> Supplied text:
# # # # # # #

The 1-year prevalence of hypertension was 18.1% among those with bipolar disorder, a rate that was significantly higher than the 13.2% prevalence reported for the general population.
Prevention, early detection, and comprehensive treatment of hypertension are important issues for patients with bipolar disorder," conclude I-Chia Chien (National Yang-Ming University, Taipei, Taiwan) and colleagues in Comprehensive Psychiatry.
In total, 766,427 individuals aged 18 years and older were included in an analysis of data from the Taiwanese National Health Insurance database.
Among the 1848 patients with bipolar disorder, aged 18 to 39 years, the prevalence of hypertension was 2.23%. For those in the same age range without bipolar disorder, the prevalence of hypertension was 1.21%. This difference was statistically significant.
Similarly, for those aged 40 to 59 years with and without bipolar disorder, the prevalence of hypertension was 20.9% and 14.3%, respectively. Again, the difference was statistically significant.
Men with bipolar disorder had a significant 55% increased risk for hypertension compared with men without bipolar disorder, while for women with bipolar disorder, the risk for hypertension was 35% higher than that for their peers without the disorder.
From 2006 to 2010, the average annual incidence of hypertension was significantly higher in those with bipolar disorder compared with the general population, at 2.83% versus 1.99%.
Both diabetes and hyperlipidemia were risk factors associated with the prevalence of hypertension in patients with bipolar disorder. However, the researchers observed no positive relationship between antipsychotic, mood stabilizer, or antidepressant use and hypertension in treated patients.
"It is possible that antipsychotic medications are more relevant to diabetes than to hypertension in patients with bipolar disorder," write Chien and colleagues.

# # # # # # #

> Information given:
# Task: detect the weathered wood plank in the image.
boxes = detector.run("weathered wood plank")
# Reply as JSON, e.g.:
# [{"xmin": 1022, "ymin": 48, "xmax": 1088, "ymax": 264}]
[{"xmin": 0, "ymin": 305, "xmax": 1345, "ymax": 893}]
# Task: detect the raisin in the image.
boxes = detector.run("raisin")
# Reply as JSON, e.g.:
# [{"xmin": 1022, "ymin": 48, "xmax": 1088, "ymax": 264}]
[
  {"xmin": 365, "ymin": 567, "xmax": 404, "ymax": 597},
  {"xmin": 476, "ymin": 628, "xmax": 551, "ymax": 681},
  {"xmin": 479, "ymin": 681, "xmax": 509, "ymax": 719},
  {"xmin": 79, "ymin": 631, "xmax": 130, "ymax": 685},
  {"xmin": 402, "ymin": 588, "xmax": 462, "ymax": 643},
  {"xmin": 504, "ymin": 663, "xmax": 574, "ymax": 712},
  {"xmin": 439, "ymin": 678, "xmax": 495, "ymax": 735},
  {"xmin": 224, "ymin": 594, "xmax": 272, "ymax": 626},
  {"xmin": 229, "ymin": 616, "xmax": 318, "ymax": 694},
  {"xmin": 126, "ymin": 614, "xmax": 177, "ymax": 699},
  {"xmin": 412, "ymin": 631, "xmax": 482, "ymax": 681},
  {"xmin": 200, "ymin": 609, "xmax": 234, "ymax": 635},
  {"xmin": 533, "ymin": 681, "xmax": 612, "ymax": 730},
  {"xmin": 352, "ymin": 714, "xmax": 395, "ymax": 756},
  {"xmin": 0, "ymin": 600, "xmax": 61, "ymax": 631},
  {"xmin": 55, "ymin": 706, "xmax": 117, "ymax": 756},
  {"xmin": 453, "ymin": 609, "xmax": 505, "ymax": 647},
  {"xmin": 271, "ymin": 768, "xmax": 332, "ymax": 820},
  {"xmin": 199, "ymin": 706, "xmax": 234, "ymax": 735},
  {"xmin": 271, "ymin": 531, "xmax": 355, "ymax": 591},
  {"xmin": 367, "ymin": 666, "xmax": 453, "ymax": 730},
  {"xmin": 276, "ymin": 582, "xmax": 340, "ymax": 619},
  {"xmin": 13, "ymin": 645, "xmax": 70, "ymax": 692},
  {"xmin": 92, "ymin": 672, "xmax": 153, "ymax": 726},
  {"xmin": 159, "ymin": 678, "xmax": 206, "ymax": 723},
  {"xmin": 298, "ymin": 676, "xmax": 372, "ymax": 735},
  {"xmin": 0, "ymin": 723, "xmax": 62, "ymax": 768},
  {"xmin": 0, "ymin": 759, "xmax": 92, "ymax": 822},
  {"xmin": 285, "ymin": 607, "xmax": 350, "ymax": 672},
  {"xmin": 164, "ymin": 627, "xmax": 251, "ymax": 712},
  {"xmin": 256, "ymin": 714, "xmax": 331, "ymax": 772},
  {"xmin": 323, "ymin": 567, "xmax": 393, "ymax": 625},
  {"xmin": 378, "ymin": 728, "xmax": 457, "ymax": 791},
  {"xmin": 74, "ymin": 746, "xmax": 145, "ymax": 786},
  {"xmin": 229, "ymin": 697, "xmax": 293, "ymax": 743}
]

# # # # # # #

> Work request 1: In two sentences, summarize the article on hypertension and bipolar disorder.
> Work request 2: According to the article on hypertension and bipolar disorder, which types of medication showed no positive relationship with hypertension in treated patients?
> Work request 3:
Answer these questions from the article on hypertension and bipolar disorder.
(a) How many individuals were included in the analysis?
(b) What were the average annual incidences of hypertension from 2006 to 2010 for those with bipolar disorder and for the general population?
(c) By what percentage was the risk for hypertension increased in men with bipolar disorder compared with men without it?
The records have no connection to the text.

> Written solution 1: An analysis of Taiwanese National Health Insurance data found that people with bipolar disorder had a significantly higher 1-year prevalence of hypertension (18.1%) than the general population (13.2%), as well as a higher average annual incidence from 2006 to 2010. Diabetes and hyperlipidemia were risk factors for hypertension in these patients, but the researchers found no positive relationship between antipsychotic, mood stabilizer, or antidepressant use and hypertension.

> Written solution 2:
- Antipsychotics
- Mood stabilizers
- Antidepressants

> Written solution 3:
(a) 766,427 individuals aged 18 years and older.
(b) 2.83% for those with bipolar disorder and 1.99% for the general population.
(c) 55%.